Schreiben Sie eine Fortsetzung des Übungstextes über die Terminstellen für die fachärztliche Versorgung, die an seinen letzten Satz anschließt.

* Übungstext:
■ ■ ■ ■

Und prinzipiell: Die Selbstverwaltung habe schon lange nach § 75 SGB V die Aufgabe, eine „angemessene und zeitnahe Zurverfügungstellung der fachärztlichen Versorgung“ sicherzustellen. Da es hier nach wie vor hake – was auch die Beschwerdeschreiben von Patienten (= Wählern) ans Ministerium zeigten –, handele eben jetzt der Gesetzgeber.

Grüttner stört zwar, dass wichtige Definitionen (was ist eine Bagatellerkrankung, was eine zumutbare Entfernung?) gesetzlich unbestimmt bleiben. Doch den Schwarzen Peter für den Anlass der Terminstellen –  die Serviceunterschiede der Praxen bei gesetzlich und privat Versicherten – gibt er an die Ärzteschaft zurück.

■ ■ ■ ■

[Gespeicherte Dateneinträge]
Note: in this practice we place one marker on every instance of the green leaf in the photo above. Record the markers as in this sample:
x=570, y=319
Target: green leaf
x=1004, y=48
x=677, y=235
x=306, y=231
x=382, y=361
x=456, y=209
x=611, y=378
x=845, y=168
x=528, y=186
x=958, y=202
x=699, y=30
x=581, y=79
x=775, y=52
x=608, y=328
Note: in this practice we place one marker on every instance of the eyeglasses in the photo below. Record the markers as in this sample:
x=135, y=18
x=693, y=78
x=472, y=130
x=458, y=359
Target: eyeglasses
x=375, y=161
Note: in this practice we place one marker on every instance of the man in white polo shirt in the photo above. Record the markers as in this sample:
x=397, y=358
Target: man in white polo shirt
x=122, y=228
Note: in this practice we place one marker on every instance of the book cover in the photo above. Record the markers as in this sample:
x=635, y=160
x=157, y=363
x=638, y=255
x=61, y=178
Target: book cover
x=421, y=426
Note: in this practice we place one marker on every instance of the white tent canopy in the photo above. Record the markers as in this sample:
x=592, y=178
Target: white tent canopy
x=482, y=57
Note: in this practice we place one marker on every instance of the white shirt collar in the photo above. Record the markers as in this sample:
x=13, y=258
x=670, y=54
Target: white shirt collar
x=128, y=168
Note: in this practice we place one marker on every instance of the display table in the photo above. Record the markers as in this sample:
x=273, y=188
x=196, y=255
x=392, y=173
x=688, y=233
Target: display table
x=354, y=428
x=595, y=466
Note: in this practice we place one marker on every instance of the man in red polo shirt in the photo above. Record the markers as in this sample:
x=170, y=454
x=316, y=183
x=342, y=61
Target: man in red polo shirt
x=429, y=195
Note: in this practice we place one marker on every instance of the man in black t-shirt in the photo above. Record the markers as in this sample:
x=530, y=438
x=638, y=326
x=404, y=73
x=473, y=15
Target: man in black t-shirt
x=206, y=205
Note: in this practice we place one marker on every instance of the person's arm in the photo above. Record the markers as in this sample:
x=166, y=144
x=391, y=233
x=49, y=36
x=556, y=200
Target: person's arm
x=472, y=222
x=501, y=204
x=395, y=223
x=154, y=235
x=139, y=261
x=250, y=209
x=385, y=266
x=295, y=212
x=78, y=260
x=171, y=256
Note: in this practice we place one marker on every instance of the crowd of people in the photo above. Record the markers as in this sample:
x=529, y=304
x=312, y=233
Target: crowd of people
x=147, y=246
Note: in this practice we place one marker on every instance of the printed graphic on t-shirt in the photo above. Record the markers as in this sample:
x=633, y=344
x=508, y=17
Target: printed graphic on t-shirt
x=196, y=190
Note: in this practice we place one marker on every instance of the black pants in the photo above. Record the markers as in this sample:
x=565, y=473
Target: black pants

■ ■ ■ ■

* Erwartete Ausgabe:
Praxisaufkauf: Politik folgt dem Rat der Weisen

Und vom „Soll“-Aufkauf von Praxissitzen in überversorgten Regionen erwartet der Minis­ter keinen Massen-Effekt: Dank der Ausnahmen und wenn sich die Ärzte im Zulassungsverfahren einig sind, werde es eher selten zu Schließungen kommen. Prinzipiell verteidigt er aber den Ansatz. Die Politik habe hier eine Idee des Sachverständigenrates fürs Gesundheitswesen aufgegriffen. Es sei eine neue Maßnahme, deren Wirkung abzuwarten sei.

In Frankfurt Praxis schließen, damit im Knüll eine entsteht?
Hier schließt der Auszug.